(Extracted records)
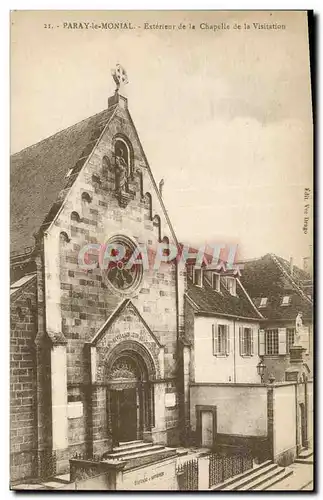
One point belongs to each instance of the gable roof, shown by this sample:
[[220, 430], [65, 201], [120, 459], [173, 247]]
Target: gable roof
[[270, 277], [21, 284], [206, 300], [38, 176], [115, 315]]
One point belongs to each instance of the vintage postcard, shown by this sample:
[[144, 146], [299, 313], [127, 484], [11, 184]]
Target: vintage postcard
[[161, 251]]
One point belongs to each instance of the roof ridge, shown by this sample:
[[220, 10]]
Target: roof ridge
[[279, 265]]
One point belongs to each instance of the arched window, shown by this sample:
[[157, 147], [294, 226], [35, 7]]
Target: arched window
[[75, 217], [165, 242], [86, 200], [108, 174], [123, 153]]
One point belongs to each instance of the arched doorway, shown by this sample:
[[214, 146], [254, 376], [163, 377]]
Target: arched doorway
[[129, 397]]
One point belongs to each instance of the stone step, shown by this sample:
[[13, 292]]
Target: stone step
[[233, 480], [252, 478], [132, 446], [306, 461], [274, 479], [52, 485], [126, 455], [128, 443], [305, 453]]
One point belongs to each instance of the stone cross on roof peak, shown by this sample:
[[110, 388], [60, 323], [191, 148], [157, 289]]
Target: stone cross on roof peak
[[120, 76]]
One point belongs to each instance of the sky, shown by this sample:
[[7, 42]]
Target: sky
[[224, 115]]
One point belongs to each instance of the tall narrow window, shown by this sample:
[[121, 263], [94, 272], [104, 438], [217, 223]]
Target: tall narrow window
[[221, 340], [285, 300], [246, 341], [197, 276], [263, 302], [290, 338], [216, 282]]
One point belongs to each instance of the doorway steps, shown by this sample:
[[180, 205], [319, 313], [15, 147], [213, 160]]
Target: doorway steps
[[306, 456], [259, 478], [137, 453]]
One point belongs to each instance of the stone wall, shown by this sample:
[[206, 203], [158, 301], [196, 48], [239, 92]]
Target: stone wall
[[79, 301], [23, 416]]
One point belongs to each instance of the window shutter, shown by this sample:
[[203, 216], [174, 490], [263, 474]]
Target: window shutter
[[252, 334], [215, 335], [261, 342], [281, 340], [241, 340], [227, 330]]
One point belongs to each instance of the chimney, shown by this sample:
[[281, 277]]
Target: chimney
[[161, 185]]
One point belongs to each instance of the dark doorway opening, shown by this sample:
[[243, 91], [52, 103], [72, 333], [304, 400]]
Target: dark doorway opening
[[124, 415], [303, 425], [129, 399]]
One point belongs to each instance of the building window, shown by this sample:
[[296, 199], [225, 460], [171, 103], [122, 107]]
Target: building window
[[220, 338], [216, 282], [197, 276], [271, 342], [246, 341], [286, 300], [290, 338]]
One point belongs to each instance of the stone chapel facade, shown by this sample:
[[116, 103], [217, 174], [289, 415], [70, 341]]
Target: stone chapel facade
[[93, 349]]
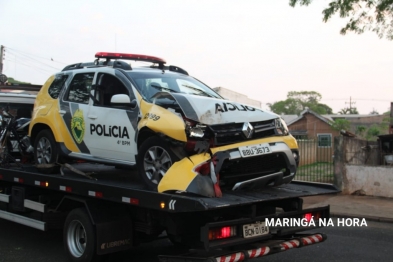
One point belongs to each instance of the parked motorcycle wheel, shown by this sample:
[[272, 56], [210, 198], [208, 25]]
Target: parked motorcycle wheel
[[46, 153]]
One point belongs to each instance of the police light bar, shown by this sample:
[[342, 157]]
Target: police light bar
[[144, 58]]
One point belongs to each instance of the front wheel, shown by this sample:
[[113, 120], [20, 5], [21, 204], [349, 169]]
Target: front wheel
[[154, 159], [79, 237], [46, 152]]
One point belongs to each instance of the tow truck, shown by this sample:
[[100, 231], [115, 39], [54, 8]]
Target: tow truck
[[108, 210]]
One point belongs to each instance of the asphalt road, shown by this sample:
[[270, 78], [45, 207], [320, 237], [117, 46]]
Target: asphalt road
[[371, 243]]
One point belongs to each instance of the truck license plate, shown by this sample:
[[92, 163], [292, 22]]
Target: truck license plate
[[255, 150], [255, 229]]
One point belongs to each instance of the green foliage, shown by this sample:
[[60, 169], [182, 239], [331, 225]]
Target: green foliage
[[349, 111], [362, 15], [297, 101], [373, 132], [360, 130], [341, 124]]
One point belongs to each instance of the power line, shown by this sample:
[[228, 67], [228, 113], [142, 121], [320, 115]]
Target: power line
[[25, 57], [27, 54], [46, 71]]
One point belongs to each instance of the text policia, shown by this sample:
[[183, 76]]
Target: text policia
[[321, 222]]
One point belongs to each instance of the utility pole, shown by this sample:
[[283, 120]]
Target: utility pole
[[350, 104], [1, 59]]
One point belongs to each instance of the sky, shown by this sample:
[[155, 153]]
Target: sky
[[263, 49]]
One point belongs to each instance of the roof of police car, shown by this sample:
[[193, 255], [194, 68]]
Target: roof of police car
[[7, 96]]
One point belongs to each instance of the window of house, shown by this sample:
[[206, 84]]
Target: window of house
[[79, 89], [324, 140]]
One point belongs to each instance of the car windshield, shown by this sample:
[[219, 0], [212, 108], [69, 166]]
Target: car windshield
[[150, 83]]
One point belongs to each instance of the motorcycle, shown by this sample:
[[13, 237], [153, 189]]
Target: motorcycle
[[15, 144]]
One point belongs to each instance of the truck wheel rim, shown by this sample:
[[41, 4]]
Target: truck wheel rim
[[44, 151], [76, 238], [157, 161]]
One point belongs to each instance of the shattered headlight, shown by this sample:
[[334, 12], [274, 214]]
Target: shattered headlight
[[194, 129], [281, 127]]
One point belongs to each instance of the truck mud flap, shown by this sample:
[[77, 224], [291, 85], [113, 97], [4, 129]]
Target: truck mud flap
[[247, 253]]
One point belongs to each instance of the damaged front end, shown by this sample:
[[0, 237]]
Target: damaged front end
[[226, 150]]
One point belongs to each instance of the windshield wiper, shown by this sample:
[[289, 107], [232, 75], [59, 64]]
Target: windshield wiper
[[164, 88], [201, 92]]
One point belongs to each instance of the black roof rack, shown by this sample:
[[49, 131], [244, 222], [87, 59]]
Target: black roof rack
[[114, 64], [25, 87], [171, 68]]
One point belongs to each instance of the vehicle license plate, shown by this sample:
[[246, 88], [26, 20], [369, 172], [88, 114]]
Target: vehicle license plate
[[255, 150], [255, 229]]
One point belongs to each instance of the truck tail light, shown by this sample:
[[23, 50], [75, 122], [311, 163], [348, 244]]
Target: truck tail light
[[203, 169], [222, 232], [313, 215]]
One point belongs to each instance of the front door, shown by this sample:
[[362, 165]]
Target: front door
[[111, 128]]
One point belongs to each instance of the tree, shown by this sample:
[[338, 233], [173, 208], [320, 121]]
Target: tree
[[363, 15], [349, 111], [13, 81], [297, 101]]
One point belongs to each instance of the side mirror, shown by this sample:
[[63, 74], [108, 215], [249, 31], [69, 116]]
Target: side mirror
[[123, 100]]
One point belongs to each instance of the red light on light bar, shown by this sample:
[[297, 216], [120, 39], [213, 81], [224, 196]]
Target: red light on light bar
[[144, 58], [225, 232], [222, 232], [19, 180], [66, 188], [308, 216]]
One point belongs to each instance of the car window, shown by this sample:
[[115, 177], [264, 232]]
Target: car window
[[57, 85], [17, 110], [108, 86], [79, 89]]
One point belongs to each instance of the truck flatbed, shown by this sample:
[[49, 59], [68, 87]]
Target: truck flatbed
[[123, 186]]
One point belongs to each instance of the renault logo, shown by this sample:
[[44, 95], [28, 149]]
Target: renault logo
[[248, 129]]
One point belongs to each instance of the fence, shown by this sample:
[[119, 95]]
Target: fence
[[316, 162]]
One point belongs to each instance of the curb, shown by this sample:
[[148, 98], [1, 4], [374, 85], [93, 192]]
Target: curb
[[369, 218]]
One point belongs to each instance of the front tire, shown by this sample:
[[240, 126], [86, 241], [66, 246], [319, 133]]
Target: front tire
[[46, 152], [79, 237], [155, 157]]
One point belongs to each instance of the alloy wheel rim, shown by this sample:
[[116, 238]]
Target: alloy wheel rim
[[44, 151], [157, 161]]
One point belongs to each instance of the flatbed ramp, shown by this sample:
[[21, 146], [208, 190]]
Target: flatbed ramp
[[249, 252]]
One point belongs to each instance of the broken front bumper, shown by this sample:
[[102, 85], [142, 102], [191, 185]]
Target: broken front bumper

Your task:
Update the section that begins with the line containing "One point belongs to each instance of the green" and ends with the line containing "[[25, 57], [27, 54], [46, 71]]" by changing "power line" to "utility cable". Write out those lines again with no other changes.

Response for this exercise:
One point belongs to each instance of the green foliage, shown by this sample:
[[60, 169], [182, 239], [331, 225]]
Target: green foliage
[[349, 111], [362, 15], [297, 101], [373, 132], [360, 130], [341, 124]]
One point belongs to each instance of the utility cable, shown by this sample:
[[228, 67], [228, 113], [142, 121], [320, 115]]
Target: utility cable
[[25, 57], [27, 54], [46, 71]]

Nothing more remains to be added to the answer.